PASSAGE SHOWN:
=-=-=-=-=
Neal didn't even know he had run a red light months earlier in San Leandro until a notice came in the mail with a link to a short video.
"It showed my car braking with my tail light on, or blinker, all the way up, I came to the stop, like I said, I was doing about a mile or two per hour, but there was not a single car around and I rolled through it," Neal said.
Neal conceded he did the crime, but it was the fine that blew him away.
"$549; I haven't had a ticket in 20 years," he said.
The Center for Investigative Reporting found traffic fines like Neal's have skyrocketed in California over the past decade, thanks to all the fees the state legislature and other government entities have tacked on to fund everything from new court construction to DNA crime labs.
In Neal's case, the first $100 was the base fine for running the red light. Add to that a state penalty assessment of $100, county assessment fee, DNA fund $50, court construction $50, state surcharge $20, emergency medical services $20, emergency air transportation $4, court operations $40, conviction assessment $35, $1 to help pay for night court, plus $59 for traffic school for the total of $549.
=-=-=-=-=
TASK 1:
Answer these questions using the article on California traffic fines:
(a) In which city did Neal run the red light?
(b) How many years had Neal gone without a ticket?
(c) How much of Neal's total was charged for traffic school?
TASK 2:
Transcribe the article on California traffic fines from "The Center for" up to and including "DNA crime labs.".
TASK 3:
Go on with the article on California traffic fines, beginning after its final sentence.
The entries that come after this text are not needed for any of this work.

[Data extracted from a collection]
=-=-=-=-=
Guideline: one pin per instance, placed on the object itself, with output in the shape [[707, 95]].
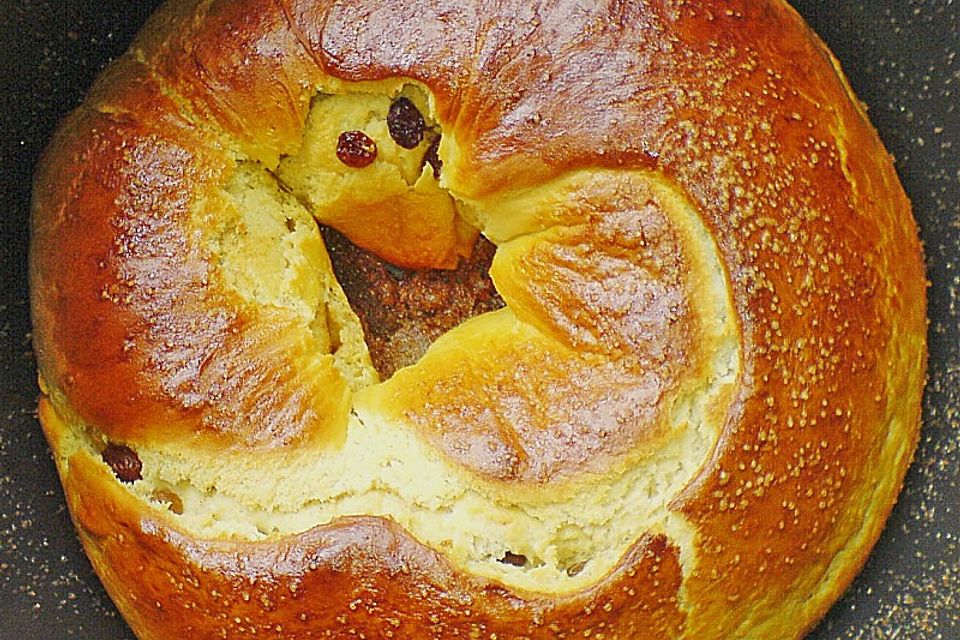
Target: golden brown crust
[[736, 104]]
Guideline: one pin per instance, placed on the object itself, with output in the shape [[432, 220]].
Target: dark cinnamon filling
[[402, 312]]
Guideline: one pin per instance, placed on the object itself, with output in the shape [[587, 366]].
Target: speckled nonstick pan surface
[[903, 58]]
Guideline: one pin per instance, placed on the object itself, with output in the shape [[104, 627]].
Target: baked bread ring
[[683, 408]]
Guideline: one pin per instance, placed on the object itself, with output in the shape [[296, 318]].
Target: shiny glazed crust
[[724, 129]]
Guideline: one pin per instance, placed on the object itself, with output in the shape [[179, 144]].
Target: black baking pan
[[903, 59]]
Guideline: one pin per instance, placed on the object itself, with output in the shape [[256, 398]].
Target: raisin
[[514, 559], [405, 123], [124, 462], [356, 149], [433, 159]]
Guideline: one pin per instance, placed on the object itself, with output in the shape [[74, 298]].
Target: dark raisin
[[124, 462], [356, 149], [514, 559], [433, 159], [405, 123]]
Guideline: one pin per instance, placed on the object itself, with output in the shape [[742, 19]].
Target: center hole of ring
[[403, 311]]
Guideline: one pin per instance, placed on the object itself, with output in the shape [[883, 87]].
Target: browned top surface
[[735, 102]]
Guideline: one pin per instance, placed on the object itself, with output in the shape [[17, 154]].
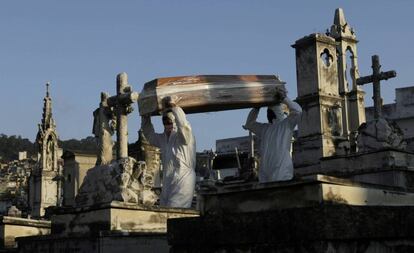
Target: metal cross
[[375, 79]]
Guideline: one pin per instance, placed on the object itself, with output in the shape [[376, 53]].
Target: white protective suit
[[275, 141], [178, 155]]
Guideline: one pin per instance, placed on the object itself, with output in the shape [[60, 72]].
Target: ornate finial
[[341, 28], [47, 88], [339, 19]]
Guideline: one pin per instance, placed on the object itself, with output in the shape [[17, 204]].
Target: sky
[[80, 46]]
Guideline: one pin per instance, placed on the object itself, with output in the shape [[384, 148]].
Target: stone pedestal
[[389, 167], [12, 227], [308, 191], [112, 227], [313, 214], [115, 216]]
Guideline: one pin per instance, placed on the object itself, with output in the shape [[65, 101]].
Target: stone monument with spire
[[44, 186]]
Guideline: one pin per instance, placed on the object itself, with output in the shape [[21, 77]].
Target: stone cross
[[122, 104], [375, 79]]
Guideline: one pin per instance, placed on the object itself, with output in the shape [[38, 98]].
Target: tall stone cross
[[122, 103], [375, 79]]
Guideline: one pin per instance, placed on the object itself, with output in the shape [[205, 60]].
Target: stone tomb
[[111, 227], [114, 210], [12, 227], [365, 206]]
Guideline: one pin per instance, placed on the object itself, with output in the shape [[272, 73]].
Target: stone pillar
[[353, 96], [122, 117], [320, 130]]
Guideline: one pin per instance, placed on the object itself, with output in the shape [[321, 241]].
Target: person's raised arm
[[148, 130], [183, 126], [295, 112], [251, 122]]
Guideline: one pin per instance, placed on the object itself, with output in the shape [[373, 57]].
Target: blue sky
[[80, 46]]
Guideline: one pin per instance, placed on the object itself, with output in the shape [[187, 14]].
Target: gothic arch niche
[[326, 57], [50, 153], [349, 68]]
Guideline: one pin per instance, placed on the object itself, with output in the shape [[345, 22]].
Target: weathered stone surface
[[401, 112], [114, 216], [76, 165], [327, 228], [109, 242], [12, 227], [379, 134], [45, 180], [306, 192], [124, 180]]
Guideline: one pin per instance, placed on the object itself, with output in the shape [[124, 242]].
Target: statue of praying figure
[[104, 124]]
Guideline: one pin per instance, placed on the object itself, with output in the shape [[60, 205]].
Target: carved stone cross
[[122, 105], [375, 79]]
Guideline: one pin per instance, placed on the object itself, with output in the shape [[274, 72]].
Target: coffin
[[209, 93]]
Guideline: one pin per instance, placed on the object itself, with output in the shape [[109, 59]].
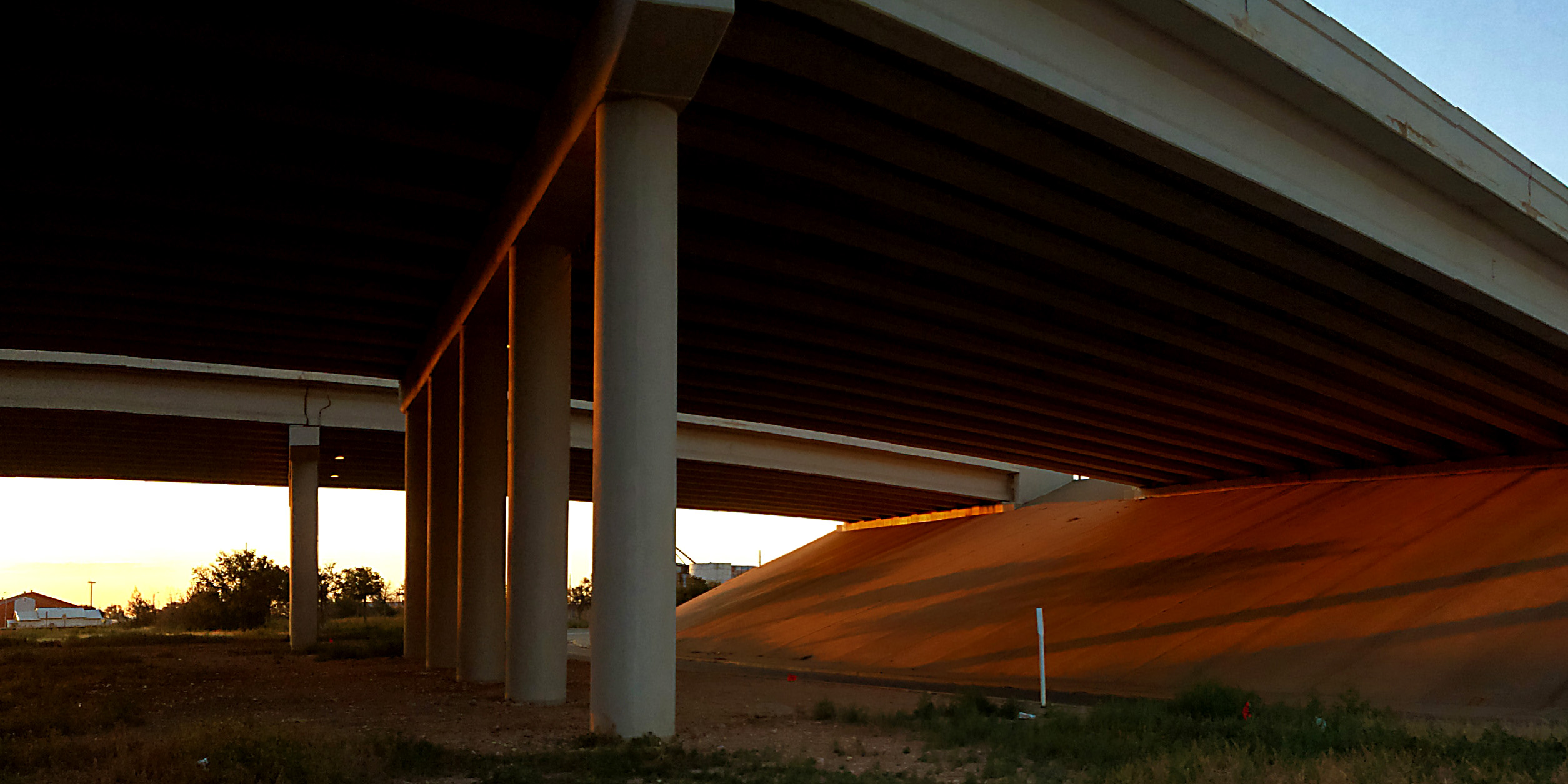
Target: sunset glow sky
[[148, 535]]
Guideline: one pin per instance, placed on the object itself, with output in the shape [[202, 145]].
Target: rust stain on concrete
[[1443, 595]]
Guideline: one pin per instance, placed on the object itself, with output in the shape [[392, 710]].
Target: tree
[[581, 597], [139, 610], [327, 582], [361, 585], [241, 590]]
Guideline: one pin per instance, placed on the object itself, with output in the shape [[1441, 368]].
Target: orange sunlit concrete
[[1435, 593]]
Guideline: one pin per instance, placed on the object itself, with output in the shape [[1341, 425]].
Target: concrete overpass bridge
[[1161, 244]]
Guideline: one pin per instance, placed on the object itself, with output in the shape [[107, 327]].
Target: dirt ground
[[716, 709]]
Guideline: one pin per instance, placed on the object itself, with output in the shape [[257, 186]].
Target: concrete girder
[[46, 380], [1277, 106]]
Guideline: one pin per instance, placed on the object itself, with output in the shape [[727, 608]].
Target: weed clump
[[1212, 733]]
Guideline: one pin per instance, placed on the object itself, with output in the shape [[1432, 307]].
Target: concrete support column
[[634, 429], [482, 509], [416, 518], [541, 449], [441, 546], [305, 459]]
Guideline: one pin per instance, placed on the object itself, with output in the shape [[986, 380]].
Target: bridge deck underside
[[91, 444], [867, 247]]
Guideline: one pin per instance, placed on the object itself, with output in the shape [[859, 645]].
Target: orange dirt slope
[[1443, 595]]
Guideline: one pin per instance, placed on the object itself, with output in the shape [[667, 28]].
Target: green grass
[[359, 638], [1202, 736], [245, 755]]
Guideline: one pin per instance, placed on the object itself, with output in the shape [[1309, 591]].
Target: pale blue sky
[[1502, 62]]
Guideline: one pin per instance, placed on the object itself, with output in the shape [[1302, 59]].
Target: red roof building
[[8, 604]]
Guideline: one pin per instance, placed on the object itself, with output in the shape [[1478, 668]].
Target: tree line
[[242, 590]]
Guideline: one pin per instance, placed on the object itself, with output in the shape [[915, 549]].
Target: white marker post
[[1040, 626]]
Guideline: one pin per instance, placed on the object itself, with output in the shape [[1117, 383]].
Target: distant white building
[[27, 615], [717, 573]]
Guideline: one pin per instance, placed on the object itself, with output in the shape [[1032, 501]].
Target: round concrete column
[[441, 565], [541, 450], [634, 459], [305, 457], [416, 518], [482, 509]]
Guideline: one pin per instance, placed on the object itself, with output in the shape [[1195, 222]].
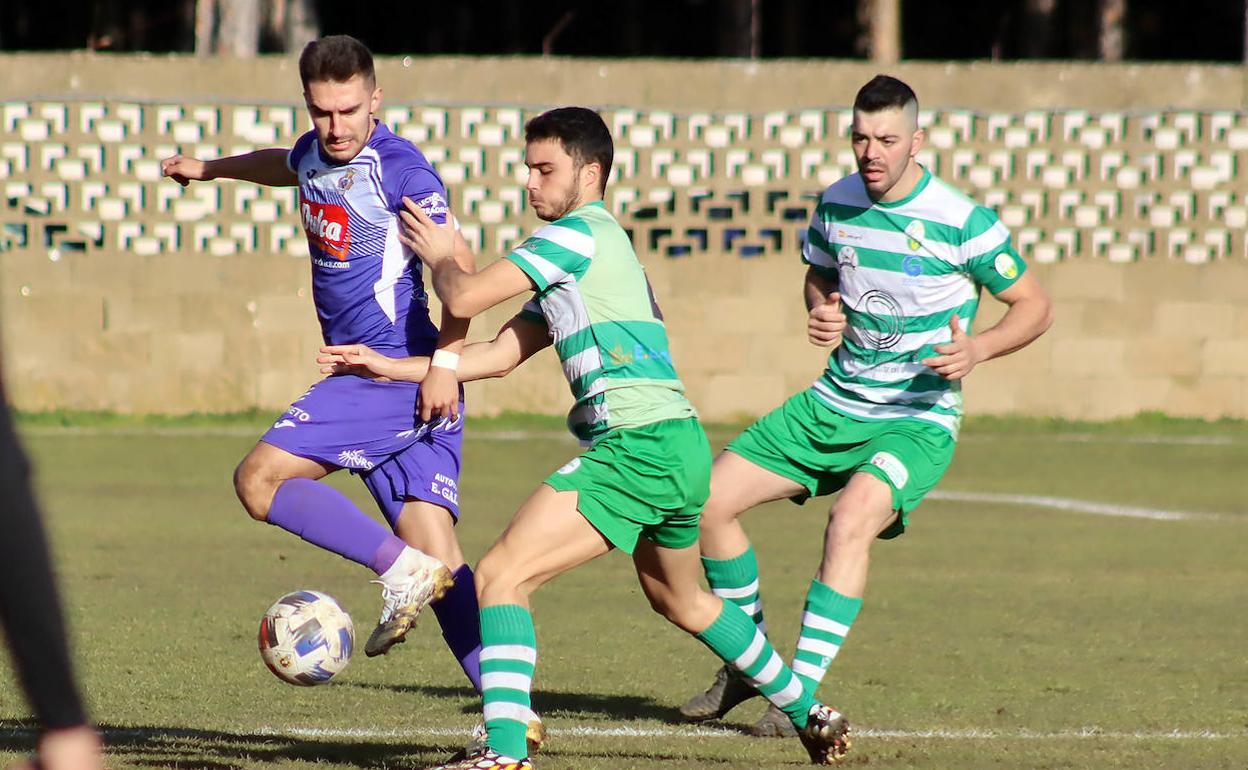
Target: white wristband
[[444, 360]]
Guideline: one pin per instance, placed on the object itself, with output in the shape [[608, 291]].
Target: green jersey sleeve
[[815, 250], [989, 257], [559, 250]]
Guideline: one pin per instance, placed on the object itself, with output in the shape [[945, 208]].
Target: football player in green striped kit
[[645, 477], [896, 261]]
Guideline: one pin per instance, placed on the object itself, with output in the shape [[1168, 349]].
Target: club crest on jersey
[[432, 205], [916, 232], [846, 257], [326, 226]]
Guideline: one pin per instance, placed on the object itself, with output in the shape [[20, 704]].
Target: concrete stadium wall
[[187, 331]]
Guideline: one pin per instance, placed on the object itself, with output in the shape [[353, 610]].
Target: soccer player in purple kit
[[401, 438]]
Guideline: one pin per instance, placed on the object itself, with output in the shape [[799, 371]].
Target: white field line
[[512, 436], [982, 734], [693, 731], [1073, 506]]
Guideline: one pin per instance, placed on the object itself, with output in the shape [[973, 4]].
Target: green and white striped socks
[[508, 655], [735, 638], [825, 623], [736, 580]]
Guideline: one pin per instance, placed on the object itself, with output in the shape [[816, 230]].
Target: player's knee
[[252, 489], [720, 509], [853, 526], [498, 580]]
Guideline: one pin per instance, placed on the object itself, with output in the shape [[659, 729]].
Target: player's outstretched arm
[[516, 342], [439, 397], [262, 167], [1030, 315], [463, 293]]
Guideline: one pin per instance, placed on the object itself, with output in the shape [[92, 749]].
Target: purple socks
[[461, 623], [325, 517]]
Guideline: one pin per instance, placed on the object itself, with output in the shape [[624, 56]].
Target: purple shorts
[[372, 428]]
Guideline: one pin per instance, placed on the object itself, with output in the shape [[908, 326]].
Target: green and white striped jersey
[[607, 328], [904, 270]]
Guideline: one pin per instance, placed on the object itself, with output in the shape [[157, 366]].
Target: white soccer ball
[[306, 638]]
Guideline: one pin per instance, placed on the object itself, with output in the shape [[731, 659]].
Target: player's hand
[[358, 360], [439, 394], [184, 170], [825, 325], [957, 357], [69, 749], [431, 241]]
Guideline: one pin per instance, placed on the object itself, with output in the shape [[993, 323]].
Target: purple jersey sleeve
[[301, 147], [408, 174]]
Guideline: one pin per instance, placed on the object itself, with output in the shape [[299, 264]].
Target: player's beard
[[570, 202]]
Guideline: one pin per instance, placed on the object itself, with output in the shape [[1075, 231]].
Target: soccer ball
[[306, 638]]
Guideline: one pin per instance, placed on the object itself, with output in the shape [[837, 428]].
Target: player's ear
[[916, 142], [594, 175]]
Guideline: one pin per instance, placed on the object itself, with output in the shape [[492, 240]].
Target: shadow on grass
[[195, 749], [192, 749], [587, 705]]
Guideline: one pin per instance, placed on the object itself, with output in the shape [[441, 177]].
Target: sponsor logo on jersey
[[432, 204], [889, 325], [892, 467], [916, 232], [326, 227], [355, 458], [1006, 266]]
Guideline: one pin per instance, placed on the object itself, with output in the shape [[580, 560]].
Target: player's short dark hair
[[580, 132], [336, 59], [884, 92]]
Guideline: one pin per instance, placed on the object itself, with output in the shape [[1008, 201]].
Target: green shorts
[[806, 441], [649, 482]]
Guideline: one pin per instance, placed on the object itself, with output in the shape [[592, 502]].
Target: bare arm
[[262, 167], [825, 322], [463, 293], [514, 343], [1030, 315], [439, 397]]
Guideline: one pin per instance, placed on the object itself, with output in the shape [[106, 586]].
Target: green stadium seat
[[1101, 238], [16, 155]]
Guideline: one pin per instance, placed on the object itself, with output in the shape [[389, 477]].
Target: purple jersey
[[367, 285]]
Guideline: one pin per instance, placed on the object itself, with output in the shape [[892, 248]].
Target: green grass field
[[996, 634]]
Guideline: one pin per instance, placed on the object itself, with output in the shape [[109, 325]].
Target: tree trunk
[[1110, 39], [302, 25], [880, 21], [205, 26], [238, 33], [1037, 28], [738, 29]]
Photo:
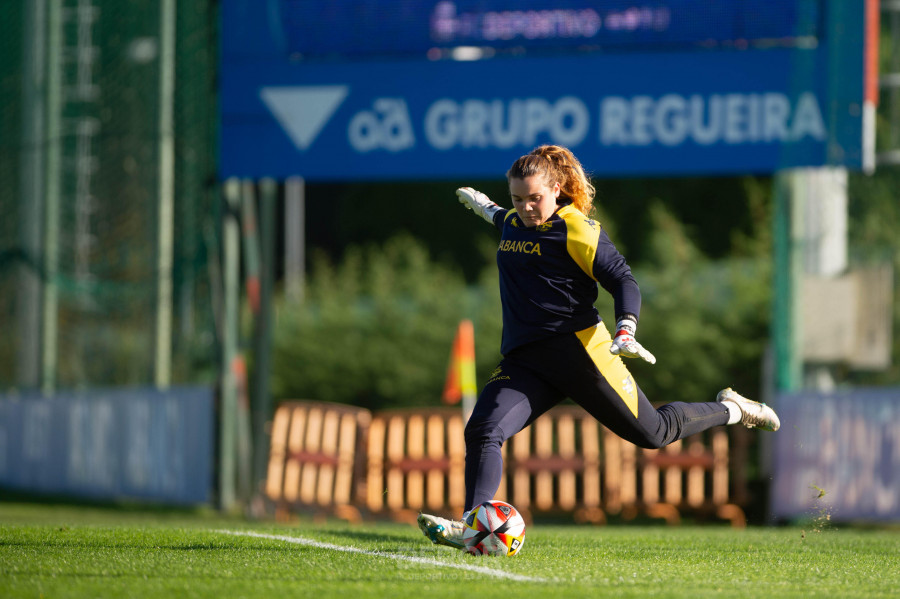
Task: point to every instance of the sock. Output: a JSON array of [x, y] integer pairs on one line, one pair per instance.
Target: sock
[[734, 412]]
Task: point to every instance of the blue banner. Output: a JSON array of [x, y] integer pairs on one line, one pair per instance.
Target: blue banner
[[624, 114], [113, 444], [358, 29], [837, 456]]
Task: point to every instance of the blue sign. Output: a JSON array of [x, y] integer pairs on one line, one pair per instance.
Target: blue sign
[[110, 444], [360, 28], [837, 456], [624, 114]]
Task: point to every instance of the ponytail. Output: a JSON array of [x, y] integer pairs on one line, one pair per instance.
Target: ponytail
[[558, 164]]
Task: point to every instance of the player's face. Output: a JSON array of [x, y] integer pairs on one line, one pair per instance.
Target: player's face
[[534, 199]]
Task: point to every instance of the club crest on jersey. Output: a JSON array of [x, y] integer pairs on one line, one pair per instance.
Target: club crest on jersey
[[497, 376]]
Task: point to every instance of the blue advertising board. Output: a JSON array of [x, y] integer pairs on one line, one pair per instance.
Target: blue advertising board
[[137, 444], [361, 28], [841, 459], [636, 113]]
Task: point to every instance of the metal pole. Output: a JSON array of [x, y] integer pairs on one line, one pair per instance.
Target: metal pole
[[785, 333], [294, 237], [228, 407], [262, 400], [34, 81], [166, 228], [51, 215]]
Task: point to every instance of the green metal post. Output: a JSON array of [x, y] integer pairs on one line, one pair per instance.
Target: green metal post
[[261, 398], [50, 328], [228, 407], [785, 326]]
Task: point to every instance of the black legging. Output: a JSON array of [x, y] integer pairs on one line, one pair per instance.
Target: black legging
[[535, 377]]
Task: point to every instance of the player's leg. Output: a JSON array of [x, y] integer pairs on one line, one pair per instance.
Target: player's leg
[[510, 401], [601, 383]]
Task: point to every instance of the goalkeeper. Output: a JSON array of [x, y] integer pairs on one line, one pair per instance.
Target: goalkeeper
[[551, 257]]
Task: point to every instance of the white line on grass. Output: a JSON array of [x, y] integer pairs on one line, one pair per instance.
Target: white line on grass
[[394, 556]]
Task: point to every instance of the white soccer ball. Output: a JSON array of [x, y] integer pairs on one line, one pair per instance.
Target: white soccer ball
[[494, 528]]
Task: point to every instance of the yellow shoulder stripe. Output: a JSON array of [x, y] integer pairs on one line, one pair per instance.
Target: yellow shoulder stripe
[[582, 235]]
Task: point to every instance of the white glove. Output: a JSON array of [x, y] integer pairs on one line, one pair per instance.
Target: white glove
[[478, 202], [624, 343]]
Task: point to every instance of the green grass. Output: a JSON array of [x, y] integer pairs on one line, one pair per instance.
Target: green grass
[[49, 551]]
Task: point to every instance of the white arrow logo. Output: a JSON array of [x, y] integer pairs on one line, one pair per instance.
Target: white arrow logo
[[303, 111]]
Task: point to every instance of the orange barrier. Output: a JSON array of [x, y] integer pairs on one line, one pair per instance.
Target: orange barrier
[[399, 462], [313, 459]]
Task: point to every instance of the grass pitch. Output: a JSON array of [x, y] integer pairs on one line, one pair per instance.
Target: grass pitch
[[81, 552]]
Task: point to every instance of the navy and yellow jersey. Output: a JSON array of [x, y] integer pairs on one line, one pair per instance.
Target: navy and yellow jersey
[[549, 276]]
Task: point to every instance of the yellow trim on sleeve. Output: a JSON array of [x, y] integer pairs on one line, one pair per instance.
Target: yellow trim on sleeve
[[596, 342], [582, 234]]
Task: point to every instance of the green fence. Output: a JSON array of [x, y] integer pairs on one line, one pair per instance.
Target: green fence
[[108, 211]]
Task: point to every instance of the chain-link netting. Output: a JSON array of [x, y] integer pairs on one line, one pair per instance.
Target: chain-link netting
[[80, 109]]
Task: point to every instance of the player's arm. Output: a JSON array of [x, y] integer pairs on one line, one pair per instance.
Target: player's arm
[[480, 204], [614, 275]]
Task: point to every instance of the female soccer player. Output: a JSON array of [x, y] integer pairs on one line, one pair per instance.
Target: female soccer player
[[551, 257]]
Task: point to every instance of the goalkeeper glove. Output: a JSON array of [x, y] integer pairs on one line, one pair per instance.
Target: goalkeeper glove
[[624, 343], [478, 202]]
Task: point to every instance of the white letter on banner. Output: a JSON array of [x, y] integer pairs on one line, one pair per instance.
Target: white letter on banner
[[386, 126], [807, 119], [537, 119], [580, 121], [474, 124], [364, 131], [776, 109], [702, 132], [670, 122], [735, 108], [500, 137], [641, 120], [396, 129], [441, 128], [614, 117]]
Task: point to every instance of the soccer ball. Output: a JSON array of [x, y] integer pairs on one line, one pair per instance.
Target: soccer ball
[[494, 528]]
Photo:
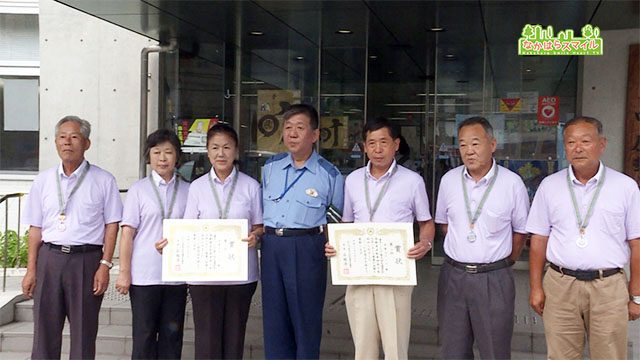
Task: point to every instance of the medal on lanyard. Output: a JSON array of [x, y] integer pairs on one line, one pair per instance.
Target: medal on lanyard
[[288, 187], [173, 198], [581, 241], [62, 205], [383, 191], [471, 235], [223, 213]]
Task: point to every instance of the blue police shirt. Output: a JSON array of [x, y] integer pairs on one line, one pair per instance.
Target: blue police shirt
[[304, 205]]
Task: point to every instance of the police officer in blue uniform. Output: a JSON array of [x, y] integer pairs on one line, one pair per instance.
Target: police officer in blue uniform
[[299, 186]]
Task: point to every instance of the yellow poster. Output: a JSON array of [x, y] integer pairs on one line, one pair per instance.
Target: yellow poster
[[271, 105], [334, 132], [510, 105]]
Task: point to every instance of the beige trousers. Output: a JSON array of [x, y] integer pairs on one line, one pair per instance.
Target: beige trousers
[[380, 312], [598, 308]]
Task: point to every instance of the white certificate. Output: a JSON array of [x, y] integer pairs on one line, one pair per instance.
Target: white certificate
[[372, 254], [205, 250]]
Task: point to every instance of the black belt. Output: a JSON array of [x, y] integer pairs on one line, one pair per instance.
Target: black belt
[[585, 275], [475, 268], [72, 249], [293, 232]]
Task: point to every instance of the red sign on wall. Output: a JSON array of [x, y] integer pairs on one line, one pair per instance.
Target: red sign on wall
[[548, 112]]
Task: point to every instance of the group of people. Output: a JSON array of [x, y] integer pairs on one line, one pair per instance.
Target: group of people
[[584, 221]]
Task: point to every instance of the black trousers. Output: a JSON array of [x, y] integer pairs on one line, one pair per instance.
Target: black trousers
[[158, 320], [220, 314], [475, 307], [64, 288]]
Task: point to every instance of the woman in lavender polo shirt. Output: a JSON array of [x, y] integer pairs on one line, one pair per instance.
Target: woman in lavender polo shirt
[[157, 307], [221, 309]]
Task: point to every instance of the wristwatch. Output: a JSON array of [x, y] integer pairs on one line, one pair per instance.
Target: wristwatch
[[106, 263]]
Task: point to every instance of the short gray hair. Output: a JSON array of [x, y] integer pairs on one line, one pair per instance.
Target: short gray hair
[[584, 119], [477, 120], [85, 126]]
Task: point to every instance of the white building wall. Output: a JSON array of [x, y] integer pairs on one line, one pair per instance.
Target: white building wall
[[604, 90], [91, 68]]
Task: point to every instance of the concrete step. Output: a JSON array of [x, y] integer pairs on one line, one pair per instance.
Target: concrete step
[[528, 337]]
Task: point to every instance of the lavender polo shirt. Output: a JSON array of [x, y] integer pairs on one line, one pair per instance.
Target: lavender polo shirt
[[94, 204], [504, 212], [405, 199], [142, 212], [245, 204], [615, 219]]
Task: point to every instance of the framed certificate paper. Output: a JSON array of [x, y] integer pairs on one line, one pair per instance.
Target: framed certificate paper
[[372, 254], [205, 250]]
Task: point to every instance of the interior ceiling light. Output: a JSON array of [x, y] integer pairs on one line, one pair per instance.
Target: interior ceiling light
=-=-=-=-=
EXERCISE ANSWER 1:
(a) San Leandro
(b) 20 years
(c) $59

EXERCISE ANSWER 2:
The Center for Investigative Reporting found traffic fines like Neal's have skyrocketed in California over the past decade, thanks to all the fees the state legislature and other government entities have tacked on to fund everything from new court construction to DNA crime labs.

EXERCISE ANSWER 3:
Ellen Mendelson is a lawyer who defends bay area drivers in red light cases. She thinks the high fees amount to an unfair tax.
"It's a totally unfair way to try to generate income for anything," she said. "It falls disproportionately on people who may not be able to afford it."
And most of the money collected doesn't even stay in the local area.
"The $100 that you saw is our portion that we get out of it," San Leandro Police Lt. Randy Brandt said.
Neal went to traffic court in Oakland to ask for the fine to be reduced but the judge there didn't want to hear it.
"Nobody in the room got a reduction," he said.
So Neal paid the ticket -- money he had to pull out of his savings.